==== STUDY TEXT

Incident Timeline — P0/P1 History
Reverse-chronological registry of every P0/P1 incident that produced a governance gate, feedback rule, or structural change in OpenClaw. Each entry links its causal chain: incident → derived rule → gate it enforces. Asymmetry note: This hub links TO g-gates-network but the gates hub does NOT back-link here — gates are standing rules, not governed by past incidents (asymmetric: true in frontmatter).
Coverage period: 2026-03 → present. Severity threshold: P0 = safety/revenue/data integrity risk; P1 = ops disruption or governance gap. P2 and below not catalogued here.

========
==== DATASET EXTRACT

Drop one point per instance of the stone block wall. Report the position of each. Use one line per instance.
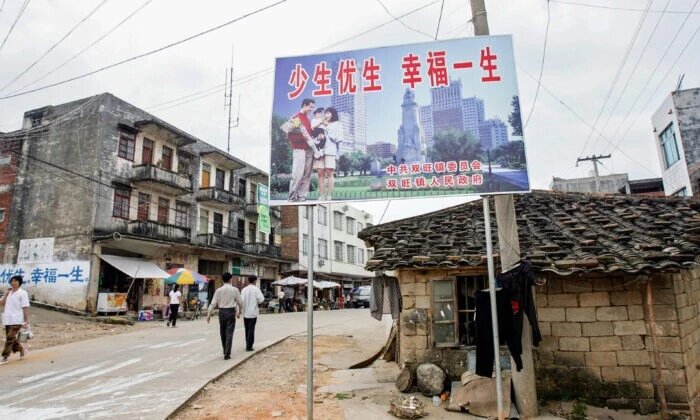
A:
(597, 340)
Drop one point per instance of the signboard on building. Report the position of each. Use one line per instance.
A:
(62, 282)
(263, 209)
(450, 108)
(38, 250)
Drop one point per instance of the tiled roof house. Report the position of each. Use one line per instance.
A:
(594, 254)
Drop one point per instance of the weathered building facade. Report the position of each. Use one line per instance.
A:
(618, 302)
(101, 177)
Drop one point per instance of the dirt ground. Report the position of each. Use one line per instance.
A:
(52, 328)
(272, 384)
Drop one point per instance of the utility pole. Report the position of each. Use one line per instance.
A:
(595, 160)
(524, 382)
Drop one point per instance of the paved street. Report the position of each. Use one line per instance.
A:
(148, 374)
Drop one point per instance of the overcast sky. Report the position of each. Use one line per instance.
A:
(585, 48)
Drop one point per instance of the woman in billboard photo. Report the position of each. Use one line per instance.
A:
(334, 136)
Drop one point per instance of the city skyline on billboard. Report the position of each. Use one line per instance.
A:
(407, 121)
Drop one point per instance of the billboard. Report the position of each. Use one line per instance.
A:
(420, 120)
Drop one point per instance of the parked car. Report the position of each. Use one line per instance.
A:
(360, 296)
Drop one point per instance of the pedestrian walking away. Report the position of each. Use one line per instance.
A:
(226, 298)
(252, 298)
(174, 305)
(14, 317)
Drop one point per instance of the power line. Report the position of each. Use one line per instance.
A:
(157, 50)
(92, 12)
(544, 52)
(442, 6)
(617, 75)
(575, 114)
(132, 14)
(402, 22)
(595, 6)
(658, 64)
(659, 85)
(19, 15)
(634, 69)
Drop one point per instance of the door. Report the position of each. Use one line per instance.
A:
(147, 152)
(206, 175)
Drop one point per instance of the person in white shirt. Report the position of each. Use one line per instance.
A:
(15, 315)
(252, 297)
(174, 305)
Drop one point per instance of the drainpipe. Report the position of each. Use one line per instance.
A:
(649, 304)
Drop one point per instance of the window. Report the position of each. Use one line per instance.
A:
(122, 197)
(683, 192)
(218, 223)
(181, 214)
(144, 206)
(351, 225)
(454, 308)
(322, 216)
(322, 249)
(220, 178)
(203, 222)
(351, 254)
(167, 158)
(147, 152)
(241, 187)
(163, 206)
(337, 220)
(240, 229)
(127, 144)
(338, 250)
(669, 146)
(206, 175)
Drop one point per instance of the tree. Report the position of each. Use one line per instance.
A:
(344, 164)
(281, 151)
(514, 117)
(454, 145)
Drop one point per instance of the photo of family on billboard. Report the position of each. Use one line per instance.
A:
(409, 121)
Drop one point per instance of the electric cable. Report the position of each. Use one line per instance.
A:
(63, 38)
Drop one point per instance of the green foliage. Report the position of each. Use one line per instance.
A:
(281, 151)
(514, 117)
(454, 145)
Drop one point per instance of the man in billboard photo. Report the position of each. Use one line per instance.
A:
(302, 153)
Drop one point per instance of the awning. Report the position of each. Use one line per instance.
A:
(137, 268)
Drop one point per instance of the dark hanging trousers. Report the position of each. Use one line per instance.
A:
(249, 324)
(227, 322)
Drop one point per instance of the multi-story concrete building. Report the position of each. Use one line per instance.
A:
(493, 133)
(382, 150)
(338, 253)
(677, 137)
(117, 195)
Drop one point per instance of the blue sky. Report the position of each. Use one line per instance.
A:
(384, 108)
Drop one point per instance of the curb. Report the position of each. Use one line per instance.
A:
(216, 378)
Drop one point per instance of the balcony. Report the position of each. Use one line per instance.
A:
(159, 179)
(155, 230)
(218, 197)
(220, 241)
(264, 249)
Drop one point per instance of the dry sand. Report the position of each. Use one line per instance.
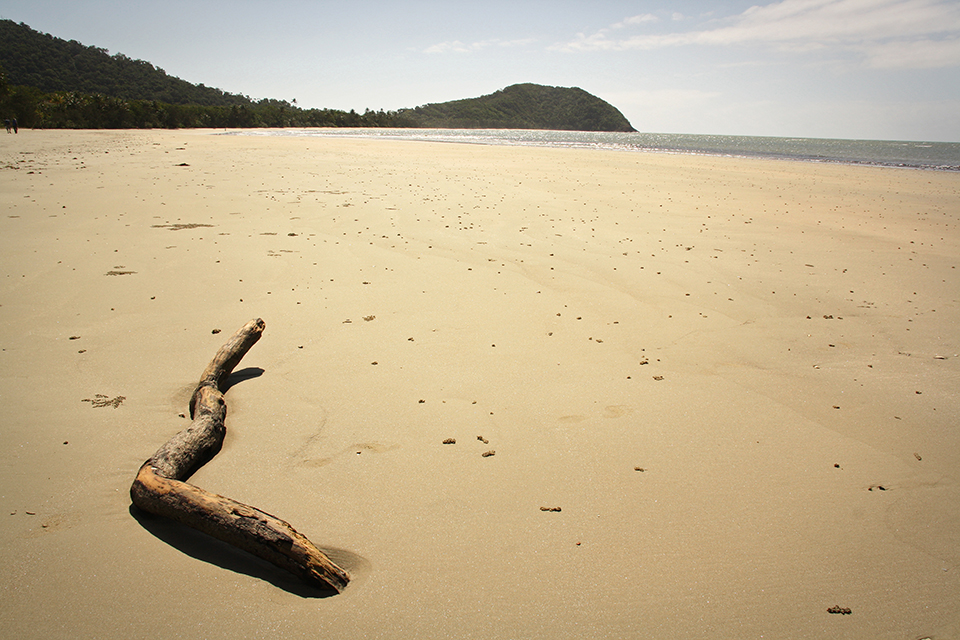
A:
(737, 380)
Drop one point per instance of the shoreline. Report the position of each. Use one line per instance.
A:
(735, 380)
(563, 140)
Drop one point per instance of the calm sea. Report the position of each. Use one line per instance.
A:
(940, 156)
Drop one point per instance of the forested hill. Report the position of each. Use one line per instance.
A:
(524, 106)
(35, 59)
(49, 82)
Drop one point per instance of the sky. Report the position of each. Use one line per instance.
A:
(863, 69)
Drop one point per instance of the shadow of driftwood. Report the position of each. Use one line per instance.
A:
(208, 549)
(239, 376)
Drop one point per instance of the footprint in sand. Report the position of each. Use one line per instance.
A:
(616, 411)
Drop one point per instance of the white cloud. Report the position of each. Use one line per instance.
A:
(633, 20)
(455, 46)
(888, 33)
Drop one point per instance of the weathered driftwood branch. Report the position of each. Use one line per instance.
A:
(160, 488)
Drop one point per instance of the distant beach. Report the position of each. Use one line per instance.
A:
(940, 156)
(531, 391)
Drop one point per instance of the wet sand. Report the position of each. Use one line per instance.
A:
(721, 393)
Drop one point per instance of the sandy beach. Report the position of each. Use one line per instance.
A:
(736, 379)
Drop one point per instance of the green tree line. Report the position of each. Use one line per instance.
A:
(47, 82)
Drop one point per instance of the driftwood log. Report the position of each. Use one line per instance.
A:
(160, 488)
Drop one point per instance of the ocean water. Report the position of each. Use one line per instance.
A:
(940, 156)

========

> [WHAT YOU SHOULD DO]
According to the incident timeline, which severity level covers an ops disruption or governance gap? The data in the saved entries stands apart from the incident timeline.

> [RESPONSE]
P1